--- start Supplied data ---
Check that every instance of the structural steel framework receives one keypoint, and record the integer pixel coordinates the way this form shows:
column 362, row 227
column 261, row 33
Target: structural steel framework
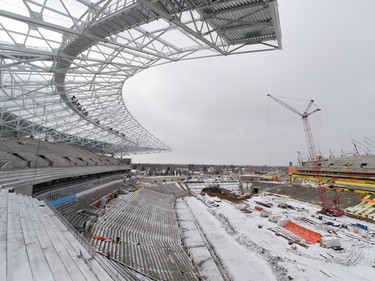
column 64, row 62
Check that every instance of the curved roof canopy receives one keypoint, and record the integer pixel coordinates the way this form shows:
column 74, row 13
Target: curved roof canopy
column 64, row 62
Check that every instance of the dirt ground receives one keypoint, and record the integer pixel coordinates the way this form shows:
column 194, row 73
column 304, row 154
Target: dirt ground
column 298, row 192
column 225, row 194
column 311, row 194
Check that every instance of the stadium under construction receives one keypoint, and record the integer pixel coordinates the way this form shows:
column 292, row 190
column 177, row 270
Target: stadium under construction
column 66, row 132
column 355, row 173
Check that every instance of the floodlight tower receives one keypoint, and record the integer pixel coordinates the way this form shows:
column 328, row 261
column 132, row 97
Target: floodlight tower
column 306, row 125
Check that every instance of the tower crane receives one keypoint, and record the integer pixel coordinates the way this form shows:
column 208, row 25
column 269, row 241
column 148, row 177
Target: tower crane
column 306, row 125
column 333, row 208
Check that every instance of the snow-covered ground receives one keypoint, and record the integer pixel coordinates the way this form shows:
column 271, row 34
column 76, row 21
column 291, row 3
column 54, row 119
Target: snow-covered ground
column 248, row 250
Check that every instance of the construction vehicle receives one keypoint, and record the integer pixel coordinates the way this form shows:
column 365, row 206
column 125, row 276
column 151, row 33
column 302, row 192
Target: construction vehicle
column 332, row 209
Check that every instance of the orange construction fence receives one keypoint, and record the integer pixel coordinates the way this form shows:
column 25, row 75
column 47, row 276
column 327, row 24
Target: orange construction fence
column 303, row 232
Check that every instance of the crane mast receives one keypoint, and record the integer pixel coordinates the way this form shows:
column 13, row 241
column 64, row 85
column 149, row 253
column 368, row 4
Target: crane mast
column 306, row 126
column 333, row 208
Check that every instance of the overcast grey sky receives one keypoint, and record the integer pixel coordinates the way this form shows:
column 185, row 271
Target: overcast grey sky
column 215, row 111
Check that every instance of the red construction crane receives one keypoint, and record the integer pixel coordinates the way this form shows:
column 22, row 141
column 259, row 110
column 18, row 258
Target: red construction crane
column 332, row 209
column 306, row 125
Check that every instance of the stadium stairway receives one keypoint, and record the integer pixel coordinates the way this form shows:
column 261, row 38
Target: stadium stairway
column 35, row 245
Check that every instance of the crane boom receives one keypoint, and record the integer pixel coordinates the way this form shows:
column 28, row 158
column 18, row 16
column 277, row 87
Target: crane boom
column 306, row 125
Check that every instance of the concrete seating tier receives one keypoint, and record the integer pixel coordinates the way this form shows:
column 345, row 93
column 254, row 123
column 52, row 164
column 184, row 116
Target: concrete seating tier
column 35, row 245
column 150, row 241
column 24, row 179
column 72, row 210
column 24, row 153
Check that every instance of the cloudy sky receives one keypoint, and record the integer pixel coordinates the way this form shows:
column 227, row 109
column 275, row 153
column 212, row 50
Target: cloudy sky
column 215, row 111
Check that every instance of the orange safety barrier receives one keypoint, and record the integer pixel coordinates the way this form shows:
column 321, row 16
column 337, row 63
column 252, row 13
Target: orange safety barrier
column 303, row 232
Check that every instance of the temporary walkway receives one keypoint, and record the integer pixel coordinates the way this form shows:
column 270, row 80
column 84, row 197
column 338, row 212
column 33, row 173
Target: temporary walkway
column 35, row 245
column 149, row 239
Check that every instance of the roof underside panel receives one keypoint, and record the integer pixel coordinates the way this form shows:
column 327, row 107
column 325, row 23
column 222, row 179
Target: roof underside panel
column 64, row 63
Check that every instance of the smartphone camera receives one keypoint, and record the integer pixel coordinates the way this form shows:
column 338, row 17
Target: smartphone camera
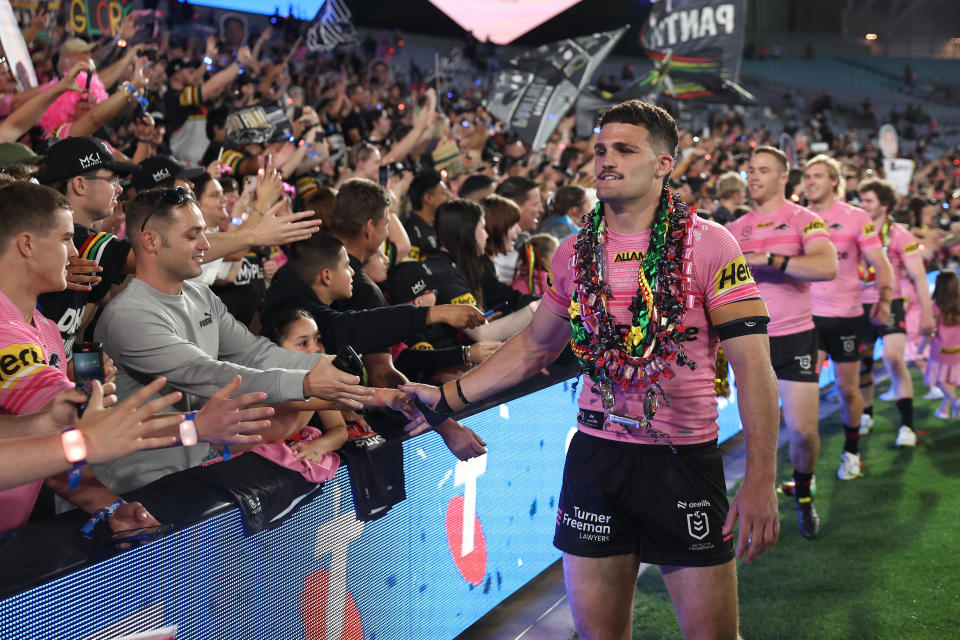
column 87, row 367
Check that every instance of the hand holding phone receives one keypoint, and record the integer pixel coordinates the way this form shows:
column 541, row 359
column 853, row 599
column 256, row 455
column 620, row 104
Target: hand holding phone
column 87, row 367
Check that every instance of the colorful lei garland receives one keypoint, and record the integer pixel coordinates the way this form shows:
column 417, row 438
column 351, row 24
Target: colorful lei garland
column 641, row 356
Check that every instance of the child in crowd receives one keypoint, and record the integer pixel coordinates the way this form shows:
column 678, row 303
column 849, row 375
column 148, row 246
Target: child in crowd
column 534, row 258
column 943, row 365
column 304, row 435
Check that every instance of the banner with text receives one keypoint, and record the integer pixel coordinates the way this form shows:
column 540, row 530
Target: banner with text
column 538, row 88
column 696, row 45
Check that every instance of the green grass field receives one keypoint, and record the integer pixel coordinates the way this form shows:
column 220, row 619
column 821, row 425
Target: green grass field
column 887, row 561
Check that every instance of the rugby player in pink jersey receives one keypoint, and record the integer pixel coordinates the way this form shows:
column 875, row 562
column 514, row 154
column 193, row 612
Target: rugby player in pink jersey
column 787, row 248
column 36, row 243
column 837, row 312
column 878, row 198
column 630, row 463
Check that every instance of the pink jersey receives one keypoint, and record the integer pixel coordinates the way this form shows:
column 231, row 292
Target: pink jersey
column 30, row 377
column 902, row 249
column 852, row 232
column 720, row 276
column 521, row 282
column 788, row 231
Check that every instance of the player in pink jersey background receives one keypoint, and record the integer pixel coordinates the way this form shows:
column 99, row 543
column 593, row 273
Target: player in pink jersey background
column 878, row 198
column 837, row 312
column 614, row 478
column 787, row 248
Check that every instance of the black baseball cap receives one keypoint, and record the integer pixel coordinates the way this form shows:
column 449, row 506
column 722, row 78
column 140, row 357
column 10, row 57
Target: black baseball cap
column 408, row 281
column 76, row 156
column 181, row 63
column 157, row 170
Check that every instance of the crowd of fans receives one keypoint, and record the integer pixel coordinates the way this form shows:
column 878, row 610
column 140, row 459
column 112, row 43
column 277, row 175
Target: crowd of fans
column 410, row 225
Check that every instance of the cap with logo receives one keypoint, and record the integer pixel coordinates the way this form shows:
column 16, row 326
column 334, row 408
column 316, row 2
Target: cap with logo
column 16, row 153
column 408, row 281
column 76, row 45
column 76, row 156
column 158, row 171
column 177, row 64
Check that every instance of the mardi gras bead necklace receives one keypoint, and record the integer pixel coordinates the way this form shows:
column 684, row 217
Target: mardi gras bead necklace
column 641, row 355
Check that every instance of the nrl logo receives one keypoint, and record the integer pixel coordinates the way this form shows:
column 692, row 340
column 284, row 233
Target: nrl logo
column 697, row 525
column 91, row 160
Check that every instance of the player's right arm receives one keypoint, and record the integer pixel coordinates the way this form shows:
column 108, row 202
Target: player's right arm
column 532, row 349
column 536, row 346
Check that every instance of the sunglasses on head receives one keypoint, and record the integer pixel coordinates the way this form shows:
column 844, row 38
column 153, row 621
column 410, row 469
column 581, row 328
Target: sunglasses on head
column 173, row 196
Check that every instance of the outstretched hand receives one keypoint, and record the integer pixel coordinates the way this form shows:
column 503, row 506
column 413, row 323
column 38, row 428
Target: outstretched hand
column 225, row 420
column 278, row 228
column 755, row 505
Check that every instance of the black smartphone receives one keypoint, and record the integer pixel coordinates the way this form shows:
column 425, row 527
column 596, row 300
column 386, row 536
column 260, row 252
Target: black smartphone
column 129, row 536
column 87, row 367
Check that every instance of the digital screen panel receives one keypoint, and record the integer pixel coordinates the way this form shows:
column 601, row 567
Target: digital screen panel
column 502, row 21
column 299, row 9
column 469, row 534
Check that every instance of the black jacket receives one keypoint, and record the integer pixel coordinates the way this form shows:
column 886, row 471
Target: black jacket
column 366, row 331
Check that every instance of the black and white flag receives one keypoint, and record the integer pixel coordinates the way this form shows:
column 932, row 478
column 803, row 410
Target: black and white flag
column 538, row 88
column 332, row 28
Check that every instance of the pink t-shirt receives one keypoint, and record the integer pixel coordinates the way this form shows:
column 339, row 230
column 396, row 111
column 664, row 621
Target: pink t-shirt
column 788, row 231
column 31, row 357
column 283, row 455
column 852, row 232
column 719, row 277
column 945, row 346
column 902, row 249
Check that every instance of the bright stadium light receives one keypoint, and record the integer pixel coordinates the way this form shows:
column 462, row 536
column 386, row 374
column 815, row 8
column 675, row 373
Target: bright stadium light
column 502, row 21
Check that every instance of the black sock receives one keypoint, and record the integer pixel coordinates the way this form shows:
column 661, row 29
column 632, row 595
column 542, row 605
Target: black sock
column 851, row 439
column 905, row 407
column 802, row 484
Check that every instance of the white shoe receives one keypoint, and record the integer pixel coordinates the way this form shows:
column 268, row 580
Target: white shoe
column 906, row 437
column 849, row 466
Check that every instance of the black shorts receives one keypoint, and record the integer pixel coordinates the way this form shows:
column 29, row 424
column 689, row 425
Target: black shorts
column 839, row 337
column 897, row 323
column 794, row 356
column 622, row 498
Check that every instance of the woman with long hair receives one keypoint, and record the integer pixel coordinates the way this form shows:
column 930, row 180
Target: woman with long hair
column 943, row 365
column 462, row 274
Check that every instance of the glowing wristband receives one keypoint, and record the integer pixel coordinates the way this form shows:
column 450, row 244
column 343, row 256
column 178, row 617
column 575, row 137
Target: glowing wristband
column 75, row 451
column 188, row 430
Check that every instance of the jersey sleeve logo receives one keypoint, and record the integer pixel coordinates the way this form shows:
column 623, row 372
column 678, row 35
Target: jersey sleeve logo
column 731, row 276
column 466, row 298
column 815, row 226
column 17, row 361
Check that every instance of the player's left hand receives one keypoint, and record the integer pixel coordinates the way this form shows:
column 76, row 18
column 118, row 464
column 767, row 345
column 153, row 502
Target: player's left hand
--- end Supplied data ---
● Task instructions
Copy out the records above word for word, starting at the line that contains "Check that every instance of the mardi" and ending at the line that contains "column 536, row 346", both included.

● Task response
Check that every instance of the mardi gras bead necklace receives one keypoint, and record the integer pixel coordinates the way this form shows:
column 684, row 217
Target: mardi gras bead necklace
column 641, row 355
Check that every instance of the nrl logo receives one keypoint, and record the integer pixel coordinates the way this form shows:
column 692, row 340
column 284, row 233
Target: nrl logo
column 697, row 525
column 91, row 160
Check that every instance of the player's right arm receives one keypoint, and record the integer pixel coordinates the way this form shows:
column 108, row 202
Target: player's right arm
column 532, row 349
column 536, row 346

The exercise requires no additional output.